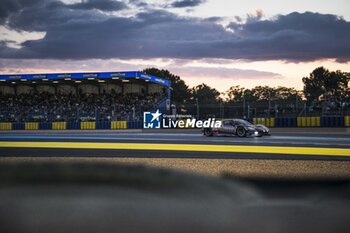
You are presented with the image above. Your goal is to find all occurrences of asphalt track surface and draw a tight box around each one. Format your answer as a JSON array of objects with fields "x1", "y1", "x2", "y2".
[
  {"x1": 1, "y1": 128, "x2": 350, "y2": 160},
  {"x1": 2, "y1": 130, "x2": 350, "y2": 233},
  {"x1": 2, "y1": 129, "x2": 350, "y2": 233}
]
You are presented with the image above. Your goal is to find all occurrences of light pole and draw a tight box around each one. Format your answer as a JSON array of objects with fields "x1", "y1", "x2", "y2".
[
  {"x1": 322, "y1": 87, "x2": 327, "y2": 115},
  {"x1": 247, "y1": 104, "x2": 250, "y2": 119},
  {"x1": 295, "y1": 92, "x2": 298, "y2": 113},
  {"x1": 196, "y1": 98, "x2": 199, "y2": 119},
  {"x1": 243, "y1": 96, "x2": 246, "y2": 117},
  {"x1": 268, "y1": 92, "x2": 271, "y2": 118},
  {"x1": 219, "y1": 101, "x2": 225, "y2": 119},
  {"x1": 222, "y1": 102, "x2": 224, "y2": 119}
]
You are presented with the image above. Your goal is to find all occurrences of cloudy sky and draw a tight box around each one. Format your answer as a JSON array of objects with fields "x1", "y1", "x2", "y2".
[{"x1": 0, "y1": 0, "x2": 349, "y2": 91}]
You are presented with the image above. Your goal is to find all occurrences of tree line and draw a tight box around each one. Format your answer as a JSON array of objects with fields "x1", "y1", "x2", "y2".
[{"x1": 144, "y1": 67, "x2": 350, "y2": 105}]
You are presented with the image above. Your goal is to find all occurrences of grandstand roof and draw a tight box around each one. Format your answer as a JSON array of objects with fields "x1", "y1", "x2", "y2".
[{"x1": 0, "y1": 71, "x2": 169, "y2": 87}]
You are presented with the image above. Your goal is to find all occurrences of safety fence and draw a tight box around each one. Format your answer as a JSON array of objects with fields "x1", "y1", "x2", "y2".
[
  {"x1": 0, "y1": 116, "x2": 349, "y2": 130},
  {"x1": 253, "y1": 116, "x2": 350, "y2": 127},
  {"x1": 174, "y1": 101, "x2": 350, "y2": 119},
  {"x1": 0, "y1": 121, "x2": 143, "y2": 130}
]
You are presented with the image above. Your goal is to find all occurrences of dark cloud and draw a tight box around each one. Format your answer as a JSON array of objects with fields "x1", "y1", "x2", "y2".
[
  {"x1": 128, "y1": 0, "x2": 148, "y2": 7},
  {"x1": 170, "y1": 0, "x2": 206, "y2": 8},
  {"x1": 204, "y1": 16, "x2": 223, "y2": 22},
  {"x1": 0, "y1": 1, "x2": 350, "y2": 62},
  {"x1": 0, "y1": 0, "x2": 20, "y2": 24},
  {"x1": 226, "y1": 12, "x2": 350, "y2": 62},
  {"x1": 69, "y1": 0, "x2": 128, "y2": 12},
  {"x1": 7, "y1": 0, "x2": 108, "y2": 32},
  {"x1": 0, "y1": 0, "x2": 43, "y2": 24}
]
____
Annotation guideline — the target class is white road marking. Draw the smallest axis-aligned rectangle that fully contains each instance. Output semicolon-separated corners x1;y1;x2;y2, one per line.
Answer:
____
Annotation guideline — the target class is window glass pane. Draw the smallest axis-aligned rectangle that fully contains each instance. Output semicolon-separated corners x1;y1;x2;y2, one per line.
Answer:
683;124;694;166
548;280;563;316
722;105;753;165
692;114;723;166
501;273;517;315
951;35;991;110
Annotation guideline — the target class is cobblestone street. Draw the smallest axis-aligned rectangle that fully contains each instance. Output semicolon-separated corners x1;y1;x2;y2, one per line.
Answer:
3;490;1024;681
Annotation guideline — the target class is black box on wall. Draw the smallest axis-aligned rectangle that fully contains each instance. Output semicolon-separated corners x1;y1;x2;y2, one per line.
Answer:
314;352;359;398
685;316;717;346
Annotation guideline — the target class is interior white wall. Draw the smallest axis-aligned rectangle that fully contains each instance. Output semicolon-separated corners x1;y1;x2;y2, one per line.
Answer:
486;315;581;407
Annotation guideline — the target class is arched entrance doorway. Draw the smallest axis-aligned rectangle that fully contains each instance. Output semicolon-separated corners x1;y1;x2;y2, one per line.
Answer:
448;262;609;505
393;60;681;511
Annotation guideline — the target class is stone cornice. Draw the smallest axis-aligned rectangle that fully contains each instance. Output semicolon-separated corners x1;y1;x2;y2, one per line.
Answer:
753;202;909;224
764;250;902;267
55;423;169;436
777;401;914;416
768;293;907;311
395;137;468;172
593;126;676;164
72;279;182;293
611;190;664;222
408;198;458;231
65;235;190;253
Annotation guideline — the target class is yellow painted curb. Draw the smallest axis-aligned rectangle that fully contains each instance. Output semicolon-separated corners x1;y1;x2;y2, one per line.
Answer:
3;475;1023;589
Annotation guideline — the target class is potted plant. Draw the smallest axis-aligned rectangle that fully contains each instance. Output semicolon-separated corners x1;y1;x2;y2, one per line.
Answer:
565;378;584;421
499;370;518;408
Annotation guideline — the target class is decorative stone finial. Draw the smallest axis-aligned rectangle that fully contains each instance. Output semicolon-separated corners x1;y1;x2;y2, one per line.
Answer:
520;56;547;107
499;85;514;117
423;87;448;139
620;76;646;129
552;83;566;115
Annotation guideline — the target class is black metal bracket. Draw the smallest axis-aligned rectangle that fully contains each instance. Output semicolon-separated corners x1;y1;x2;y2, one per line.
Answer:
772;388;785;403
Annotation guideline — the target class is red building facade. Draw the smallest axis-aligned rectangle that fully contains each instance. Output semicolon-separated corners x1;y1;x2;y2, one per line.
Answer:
____
WHAT TO PRODUCE
Filter the entries down to the lines holding the string "white". Copy each of those lines.

WRITTEN ANSWER
Annotation guideline — the target class is white road marking. Draw the smallest axis-aligned rectangle that fully contains each instance. Output semicolon-separated corners x1;y1;x2;y2, one per line.
Annotation guideline — the target class is interior white wall. Draw the smallest axis-aligned rectangle that fully contains each instance. Output semicolon-separated corners x1;y1;x2;y2, one per line.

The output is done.